EXTRACTED RECORDS -
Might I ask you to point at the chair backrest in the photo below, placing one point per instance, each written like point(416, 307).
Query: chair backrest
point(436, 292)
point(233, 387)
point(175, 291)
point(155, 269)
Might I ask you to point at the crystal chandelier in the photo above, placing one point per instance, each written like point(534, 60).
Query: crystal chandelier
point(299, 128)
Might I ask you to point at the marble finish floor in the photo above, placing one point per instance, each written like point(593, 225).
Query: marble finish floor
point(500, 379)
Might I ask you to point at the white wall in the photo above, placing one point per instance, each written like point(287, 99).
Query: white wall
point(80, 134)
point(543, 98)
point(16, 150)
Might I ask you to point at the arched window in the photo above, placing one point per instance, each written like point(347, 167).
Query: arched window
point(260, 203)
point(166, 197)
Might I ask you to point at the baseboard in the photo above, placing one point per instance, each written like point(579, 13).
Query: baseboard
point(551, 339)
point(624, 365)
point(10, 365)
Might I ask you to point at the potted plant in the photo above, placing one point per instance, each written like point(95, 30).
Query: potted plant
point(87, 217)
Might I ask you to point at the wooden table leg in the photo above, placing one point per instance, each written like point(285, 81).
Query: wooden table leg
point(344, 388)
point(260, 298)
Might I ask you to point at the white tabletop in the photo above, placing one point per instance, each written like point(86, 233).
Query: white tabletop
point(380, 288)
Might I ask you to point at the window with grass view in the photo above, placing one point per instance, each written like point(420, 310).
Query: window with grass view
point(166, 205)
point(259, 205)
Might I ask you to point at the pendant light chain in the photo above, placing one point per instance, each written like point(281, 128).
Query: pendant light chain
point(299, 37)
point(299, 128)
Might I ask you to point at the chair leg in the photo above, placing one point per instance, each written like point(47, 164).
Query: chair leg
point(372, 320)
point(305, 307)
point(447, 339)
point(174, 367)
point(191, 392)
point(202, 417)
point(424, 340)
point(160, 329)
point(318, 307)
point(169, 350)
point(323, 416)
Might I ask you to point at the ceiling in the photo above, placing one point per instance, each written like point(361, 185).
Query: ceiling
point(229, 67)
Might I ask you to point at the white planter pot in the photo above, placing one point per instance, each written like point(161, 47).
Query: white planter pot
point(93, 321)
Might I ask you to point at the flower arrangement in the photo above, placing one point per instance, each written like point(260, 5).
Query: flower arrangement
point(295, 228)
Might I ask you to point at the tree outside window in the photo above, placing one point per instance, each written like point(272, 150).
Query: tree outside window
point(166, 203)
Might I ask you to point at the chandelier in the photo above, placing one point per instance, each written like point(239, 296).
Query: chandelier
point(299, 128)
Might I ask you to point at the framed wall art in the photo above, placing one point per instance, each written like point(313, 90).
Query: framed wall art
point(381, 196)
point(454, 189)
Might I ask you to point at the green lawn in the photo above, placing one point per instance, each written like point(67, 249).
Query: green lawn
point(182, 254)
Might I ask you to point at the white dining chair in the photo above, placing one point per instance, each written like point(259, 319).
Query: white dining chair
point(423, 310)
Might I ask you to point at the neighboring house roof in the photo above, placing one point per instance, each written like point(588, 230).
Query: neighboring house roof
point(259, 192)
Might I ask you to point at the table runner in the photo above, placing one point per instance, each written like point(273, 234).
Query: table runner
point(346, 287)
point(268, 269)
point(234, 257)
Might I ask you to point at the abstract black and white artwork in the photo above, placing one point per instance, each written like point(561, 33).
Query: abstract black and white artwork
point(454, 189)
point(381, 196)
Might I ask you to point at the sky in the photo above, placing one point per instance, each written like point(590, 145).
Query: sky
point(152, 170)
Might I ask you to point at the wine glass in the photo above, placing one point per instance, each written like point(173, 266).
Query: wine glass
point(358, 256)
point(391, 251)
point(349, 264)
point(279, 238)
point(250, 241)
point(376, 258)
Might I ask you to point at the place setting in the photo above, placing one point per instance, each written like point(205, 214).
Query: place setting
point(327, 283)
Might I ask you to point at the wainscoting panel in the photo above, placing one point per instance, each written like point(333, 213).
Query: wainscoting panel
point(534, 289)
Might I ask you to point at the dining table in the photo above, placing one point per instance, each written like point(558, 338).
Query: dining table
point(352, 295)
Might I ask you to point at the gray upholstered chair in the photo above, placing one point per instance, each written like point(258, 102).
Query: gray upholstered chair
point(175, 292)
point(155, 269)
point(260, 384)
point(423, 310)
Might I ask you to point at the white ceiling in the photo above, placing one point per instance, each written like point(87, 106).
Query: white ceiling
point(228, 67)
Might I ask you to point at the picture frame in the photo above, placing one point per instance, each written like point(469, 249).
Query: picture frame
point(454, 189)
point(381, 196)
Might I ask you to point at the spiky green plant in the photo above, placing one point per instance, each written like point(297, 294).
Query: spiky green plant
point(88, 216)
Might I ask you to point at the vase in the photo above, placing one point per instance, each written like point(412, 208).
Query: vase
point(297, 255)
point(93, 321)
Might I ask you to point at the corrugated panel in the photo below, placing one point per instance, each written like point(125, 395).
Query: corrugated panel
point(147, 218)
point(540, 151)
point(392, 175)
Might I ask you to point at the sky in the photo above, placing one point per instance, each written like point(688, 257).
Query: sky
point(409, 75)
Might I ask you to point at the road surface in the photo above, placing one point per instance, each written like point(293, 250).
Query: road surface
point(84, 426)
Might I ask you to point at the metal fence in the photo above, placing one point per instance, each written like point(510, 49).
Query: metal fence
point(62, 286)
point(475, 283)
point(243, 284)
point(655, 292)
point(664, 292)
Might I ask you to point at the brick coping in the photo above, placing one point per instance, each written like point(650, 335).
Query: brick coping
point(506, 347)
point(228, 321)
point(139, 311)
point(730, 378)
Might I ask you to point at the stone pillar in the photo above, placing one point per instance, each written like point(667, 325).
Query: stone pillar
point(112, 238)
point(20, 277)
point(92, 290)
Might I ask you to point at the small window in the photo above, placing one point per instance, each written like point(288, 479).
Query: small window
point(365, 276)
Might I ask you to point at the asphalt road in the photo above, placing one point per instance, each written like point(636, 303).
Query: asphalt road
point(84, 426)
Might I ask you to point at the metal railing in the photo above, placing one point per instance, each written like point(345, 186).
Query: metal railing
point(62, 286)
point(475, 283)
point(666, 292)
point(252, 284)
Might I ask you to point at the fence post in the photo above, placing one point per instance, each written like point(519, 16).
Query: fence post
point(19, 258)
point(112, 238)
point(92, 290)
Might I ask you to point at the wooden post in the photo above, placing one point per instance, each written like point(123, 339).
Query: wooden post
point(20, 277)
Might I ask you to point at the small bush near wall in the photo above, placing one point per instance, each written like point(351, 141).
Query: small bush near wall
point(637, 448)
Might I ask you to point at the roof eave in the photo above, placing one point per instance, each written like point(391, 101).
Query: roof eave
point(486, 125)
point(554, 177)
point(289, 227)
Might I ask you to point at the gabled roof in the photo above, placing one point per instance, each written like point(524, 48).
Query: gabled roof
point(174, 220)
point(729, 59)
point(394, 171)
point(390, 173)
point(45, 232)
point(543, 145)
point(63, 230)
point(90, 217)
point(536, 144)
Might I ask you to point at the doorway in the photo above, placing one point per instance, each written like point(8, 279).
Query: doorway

STATED EXERCISE - Begin with the line containing "Might I ask you to point at the brick" and repeat each line exactly until the records above end.

SOLUTION FOR THIS EXERCISE -
Might I ask you to point at the brick coping in the photo above, placing one point per instance, each written like point(650, 335).
Query: brick coping
point(506, 347)
point(228, 321)
point(139, 311)
point(730, 378)
Might I ask you to point at the stone pillar in the photo above, placing one point per instance, each written like point(667, 325).
Query: stone pillar
point(112, 238)
point(20, 277)
point(92, 290)
Might I ask you to point at the small window in the photo above, placing one point per instance, each written like point(288, 479).
Query: small window
point(365, 276)
Might I ask you to point at the asphalt road in the photo above, placing one point per instance, each written like point(636, 303).
Query: asphalt road
point(84, 426)
Might I ask you to point at the metal railing in the photo above, placing one point per instance, each written like point(345, 186).
Query: metal railing
point(62, 286)
point(475, 283)
point(666, 292)
point(252, 284)
Might I ask you to point at the fence post in the photo above, placing one point per instance, each written like point(519, 16).
Query: fence post
point(19, 258)
point(112, 238)
point(92, 290)
Might I ask you to point at the wooden post in the photo above, placing one point per instance, each written like point(123, 339).
Query: wooden post
point(20, 277)
Might I ask you to point at the small bush near wall in the photo above, placing one point per instance, each written like point(351, 141).
Query: small bush near wall
point(637, 448)
Might I ask you to point at the roof eave in the photo above, placing one point per instance, each written like point(391, 101).
Query: roof eave
point(486, 125)
point(554, 177)
point(289, 227)
Might I ask you to point at the gabled roof in the photo above, placing one point per instance, each written like point(524, 48).
Query: gabled roof
point(174, 220)
point(729, 59)
point(394, 171)
point(390, 173)
point(45, 232)
point(543, 145)
point(63, 230)
point(90, 217)
point(536, 144)
Might I ask you to point at the doorway in the photo above, placing one point per instance, each written like point(8, 279).
Query: doorway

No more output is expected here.